Locate every line of the items below that contains the word "plant", and copy each such line in full.
++++++++++
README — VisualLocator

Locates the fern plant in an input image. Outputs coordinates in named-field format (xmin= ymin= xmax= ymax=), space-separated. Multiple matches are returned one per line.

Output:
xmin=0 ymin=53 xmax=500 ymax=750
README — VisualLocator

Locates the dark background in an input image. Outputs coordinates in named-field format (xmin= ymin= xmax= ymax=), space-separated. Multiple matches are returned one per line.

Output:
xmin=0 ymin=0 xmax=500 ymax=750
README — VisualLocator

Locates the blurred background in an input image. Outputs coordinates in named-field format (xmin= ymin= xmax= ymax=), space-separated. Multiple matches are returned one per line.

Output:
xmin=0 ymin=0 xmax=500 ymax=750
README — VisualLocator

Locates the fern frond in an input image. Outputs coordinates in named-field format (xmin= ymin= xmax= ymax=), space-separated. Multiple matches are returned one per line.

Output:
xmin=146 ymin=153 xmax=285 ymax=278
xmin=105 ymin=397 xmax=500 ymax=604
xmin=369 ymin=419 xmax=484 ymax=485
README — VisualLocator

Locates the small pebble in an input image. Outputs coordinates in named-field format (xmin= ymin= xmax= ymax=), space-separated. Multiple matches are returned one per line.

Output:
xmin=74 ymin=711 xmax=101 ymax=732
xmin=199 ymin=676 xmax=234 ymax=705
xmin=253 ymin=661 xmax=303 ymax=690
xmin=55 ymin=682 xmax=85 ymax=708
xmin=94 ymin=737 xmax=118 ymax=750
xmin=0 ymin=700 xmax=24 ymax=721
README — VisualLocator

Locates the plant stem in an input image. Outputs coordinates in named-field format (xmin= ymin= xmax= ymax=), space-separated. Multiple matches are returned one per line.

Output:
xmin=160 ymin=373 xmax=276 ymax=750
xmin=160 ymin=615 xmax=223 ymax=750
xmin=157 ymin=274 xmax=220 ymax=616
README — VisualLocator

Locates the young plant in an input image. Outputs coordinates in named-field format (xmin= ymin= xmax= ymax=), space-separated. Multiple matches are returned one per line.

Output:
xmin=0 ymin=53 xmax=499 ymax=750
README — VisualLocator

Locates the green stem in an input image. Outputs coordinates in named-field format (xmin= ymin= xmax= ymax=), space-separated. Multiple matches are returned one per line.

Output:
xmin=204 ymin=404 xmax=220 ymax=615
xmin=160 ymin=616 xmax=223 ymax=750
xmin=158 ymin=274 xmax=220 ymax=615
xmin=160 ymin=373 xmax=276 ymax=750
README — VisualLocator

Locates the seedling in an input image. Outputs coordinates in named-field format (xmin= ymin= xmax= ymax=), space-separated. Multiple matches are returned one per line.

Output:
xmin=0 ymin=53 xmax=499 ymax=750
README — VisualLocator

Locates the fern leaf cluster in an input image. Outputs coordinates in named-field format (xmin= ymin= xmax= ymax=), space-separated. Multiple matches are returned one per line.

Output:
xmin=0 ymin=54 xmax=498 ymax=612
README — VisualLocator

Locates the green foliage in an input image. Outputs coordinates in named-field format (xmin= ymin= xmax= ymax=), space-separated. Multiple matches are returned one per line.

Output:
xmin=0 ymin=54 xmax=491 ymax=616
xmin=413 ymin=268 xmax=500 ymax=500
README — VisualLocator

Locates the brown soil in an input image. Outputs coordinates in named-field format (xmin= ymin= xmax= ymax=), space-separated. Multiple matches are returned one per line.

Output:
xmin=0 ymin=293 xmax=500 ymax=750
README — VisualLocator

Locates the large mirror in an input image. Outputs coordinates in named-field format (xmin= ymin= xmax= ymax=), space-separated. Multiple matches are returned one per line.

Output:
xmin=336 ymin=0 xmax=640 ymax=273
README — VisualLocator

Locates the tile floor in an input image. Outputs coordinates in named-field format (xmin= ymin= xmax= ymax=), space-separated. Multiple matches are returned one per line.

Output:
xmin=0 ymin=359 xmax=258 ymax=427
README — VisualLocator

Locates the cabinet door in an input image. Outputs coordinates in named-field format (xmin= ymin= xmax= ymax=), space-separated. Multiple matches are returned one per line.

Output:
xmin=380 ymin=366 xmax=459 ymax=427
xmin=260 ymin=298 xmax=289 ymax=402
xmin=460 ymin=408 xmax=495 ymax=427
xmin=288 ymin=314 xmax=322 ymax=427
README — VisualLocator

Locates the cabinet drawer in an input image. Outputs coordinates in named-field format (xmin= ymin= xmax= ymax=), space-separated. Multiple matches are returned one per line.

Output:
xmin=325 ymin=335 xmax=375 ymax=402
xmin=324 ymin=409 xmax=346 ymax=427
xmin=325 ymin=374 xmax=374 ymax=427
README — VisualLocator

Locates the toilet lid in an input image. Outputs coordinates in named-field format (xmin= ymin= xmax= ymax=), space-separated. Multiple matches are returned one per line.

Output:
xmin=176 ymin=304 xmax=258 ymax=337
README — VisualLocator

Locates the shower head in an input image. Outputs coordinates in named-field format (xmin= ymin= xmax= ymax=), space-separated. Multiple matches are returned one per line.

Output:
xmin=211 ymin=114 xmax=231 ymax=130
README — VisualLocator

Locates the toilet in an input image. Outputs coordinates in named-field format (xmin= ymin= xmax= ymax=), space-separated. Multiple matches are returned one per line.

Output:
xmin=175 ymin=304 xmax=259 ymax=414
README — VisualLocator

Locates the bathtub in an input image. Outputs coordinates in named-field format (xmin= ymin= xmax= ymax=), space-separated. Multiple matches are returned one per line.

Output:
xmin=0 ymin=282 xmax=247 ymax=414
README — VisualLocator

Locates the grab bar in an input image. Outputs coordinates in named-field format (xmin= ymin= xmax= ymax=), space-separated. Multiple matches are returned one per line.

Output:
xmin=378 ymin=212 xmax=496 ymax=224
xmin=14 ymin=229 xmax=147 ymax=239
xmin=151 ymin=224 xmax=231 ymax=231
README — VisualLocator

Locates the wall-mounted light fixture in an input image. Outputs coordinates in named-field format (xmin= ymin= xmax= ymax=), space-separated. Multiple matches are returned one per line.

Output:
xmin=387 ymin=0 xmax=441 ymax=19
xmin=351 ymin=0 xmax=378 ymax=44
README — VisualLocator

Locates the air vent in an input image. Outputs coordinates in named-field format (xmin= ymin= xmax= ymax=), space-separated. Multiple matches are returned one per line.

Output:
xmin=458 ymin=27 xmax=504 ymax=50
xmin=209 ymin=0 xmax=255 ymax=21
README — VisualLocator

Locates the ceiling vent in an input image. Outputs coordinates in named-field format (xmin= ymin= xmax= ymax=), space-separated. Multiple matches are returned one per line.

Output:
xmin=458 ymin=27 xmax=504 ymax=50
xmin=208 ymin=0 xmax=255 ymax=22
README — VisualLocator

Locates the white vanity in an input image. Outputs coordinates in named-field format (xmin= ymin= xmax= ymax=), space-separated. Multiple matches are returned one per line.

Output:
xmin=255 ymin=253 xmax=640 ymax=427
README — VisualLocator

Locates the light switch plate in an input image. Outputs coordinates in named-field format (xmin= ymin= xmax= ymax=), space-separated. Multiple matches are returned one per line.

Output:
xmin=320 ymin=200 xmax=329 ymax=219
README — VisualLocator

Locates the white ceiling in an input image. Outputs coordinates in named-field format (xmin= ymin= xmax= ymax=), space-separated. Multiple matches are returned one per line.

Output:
++++++++++
Complete output ▸
Locates the fern plant in an input image. Outputs coordinates in named-field format (xmin= ymin= xmax= ymax=), space-separated. Multiple matches are returned one per line.
Locates the plant stem in an input image. Outputs coordinates in named-field format (xmin= ymin= xmax= ymax=), space-separated. Multiple matches are returned one per line.
Locates the young plant in an input image. Outputs coordinates in named-field format (xmin= ymin= xmax= ymax=), space-separated. Multiple matches are returned one per line.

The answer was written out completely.